━━━ Kaynak Metin

Sevdiğimiz Birinin Ölümünü Kabullenme

Ölüm, yaşam döngüsünün doğal bir parçası olsa da sevdiğimiz birinin ölümünü kabullenmek zor olabilir. Çevremdeki yaşlıların arka arkaya gelen vefatları üzerine, bu hafta beni en çok düşündüren konu bu oldu.

Sevdiğimiz birinin ölümünü kabullenmek

Hayatı geçiciliğin farkında olarak dolu dolu yaşadığınız zaman ölümü kabullenmek çok daha kolay olur.

Ölüm Doğal ve Gereklidir

Ölümümüz her zaman doğal nedenlerden olmasa da ölümün kendisi çok doğal bir olaydır. Psikiyatrist R. D. Laing’in dediği gibi:

 “Hayat cinsel yolla bulaşan bir hastalıktır ve yüzde yüz ölümle sonuçlanır.”

Suyun belli bir şekli olabilmesi için bir kaba ihtiyacı olduğunu kabul etmek bize daha kolay gelsede, nedense yaşam şeklinin yalnızca ölüm çerçevesinde var olabileceği gerçeği çoğumuz için o kadar açık bir bilgi değildir. Bu bilgi eksikliği nedeniyle sevdiğimiz birinin ölümünü kabullenmekte zorluk çekeriz.

Üstelik bilmek, deneyimle aynı şey değildir. Sevdiğimiz birinin ölümünü deneyimlememiz sayesinde hayatın kısalığını ve geçiciliğini duygusal olarak ta hissederiz. Bu deneyim, dolu ve anlamlı bir hayat yaşama şansımızı artırır.

Sevdiğimiz Birinin Ölümünün Açtığı Yaraları İyileştirme

Kaybınızın iyileşebilmesi için başkalarının yardımını kabul etmek yalnızca faydalı olmakla kalmaz, kesinlikle gereklidir. Francis Weller acı ve yas konusunda uzmanlaşmış bir psikoterapist. Weller, insanlık tarihi boyunca acı ve yasın çoğunlukla topluluk içinde paylaşılarak yaşandığını söylüyor. Atalarımız acıyı uzun süre bedende taşımanın iyi olmadığını biliyorlardı. Weller, günümüzde batı kültüründe hayatımıza devam etmemiz ve acıyla tek kişilik bir sorumluluk olarak baş etmemiz beklendiğini düşünüyor. Pek çok durumda kendimizi işimize vererek uyuşturuyoruz. Oysa bir topluluğun şefkatli ve anlayışlı dokunuşuna ihtiyacımız var. Uygun toplumsal koşulları bulamadan acımızı yıllarca içimizde taşıyabiliyoruz.

━━━━━━
━━━ Verilen Malzeme

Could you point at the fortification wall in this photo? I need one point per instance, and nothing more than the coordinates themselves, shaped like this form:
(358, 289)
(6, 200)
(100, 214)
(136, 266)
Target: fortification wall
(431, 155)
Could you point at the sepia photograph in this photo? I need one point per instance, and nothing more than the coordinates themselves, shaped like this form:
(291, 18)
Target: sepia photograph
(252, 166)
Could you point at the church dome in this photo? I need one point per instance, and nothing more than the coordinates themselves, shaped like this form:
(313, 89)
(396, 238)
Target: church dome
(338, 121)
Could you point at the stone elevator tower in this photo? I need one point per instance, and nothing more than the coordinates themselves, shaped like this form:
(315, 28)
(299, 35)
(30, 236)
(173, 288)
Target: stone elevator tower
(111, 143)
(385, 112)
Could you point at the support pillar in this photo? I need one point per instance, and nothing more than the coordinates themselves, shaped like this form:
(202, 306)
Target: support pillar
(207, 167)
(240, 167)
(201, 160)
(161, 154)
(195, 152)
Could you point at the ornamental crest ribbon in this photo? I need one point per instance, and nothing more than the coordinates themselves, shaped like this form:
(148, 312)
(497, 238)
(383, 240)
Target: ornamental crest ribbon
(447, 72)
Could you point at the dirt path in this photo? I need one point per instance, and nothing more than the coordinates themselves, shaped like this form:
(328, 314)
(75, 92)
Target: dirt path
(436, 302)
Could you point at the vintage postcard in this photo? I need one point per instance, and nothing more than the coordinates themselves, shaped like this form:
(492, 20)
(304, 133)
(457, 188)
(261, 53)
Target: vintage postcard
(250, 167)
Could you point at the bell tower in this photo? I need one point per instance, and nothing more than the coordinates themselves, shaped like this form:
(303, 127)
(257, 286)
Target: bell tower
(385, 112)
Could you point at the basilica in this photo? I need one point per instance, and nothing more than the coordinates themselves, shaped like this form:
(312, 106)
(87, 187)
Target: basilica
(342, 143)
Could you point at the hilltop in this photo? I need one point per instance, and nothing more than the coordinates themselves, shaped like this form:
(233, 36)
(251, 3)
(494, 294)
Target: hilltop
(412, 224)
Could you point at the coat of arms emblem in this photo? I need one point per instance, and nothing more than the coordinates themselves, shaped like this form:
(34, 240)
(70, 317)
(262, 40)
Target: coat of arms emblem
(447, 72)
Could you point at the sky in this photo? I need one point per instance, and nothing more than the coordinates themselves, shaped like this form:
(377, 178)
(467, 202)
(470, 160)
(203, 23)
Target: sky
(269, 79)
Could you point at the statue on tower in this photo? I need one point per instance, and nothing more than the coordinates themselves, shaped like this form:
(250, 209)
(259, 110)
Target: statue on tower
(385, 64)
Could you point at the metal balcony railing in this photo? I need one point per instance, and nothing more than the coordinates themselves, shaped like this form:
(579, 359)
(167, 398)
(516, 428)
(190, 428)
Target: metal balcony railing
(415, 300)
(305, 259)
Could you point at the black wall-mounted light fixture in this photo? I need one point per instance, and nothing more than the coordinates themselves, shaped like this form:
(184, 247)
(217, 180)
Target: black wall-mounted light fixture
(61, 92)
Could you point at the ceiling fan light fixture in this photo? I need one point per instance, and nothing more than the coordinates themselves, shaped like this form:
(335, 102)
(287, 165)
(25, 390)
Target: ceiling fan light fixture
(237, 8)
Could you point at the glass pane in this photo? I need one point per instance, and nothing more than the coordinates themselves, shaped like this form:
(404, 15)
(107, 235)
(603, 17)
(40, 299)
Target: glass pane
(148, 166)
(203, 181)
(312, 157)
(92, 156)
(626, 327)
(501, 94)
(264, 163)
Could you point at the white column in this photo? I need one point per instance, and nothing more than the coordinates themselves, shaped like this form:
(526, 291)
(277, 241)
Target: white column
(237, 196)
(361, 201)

━━━━━━

Yapılacak İşler ->
1. Kaynak metne göre sevdiğimiz birinin ölümünü kabullenmekte neden zorluk çekeriz? Bir ile üç cümle arasında açıklayın.
2. Kaynak metinde "Ölüm, yaşam döngüsünün" sözlerinden başlayıp "kabullenmekte zorluk çekeriz." sözleri de dahil olmak üzere o kısmı hiç değiştirmeden aktarın.

Görevlerin Yanıtları ->
1. Suyun şekil alması için bir kaba ihtiyacı olduğunu kolayca kabul ederiz. Ancak yaşam şeklinin yalnızca ölüm çerçevesinde var olabileceği gerçeği çoğumuz için o kadar açık bir bilgi değildir. Bu bilgi eksikliği yüzünden sevdiğimiz birinin ölümünü kabullenmekte zorlanırız.

2.
Ölüm, yaşam döngüsünün doğal bir parçası olsa da sevdiğimiz birinin ölümünü kabullenmek zor olabilir. Çevremdeki yaşlıların arka arkaya gelen vefatları üzerine, bu hafta beni en çok düşündüren konu bu oldu.

Sevdiğimiz birinin ölümünü kabullenmek

Hayatı geçiciliğin farkında olarak dolu dolu yaşadığınız zaman ölümü kabullenmek çok daha kolay olur.

Ölüm Doğal ve Gereklidir

Ölümümüz her zaman doğal nedenlerden olmasa da ölümün kendisi çok doğal bir olaydır. Psikiyatrist R. D. Laing’in dediği gibi:

 “Hayat cinsel yolla bulaşan bir hastalıktır ve yüzde yüz ölümle sonuçlanır.”

Suyun belli bir şekli olabilmesi için bir kaba ihtiyacı olduğunu kabul etmek bize daha kolay gelsede, nedense yaşam şeklinin yalnızca ölüm çerçevesinde var olabileceği gerçeği çoğumuz için o kadar açık bir bilgi değildir. Bu bilgi eksikliği nedeniyle sevdiğimiz birinin ölümünü kabullenmekte zorluk çekeriz.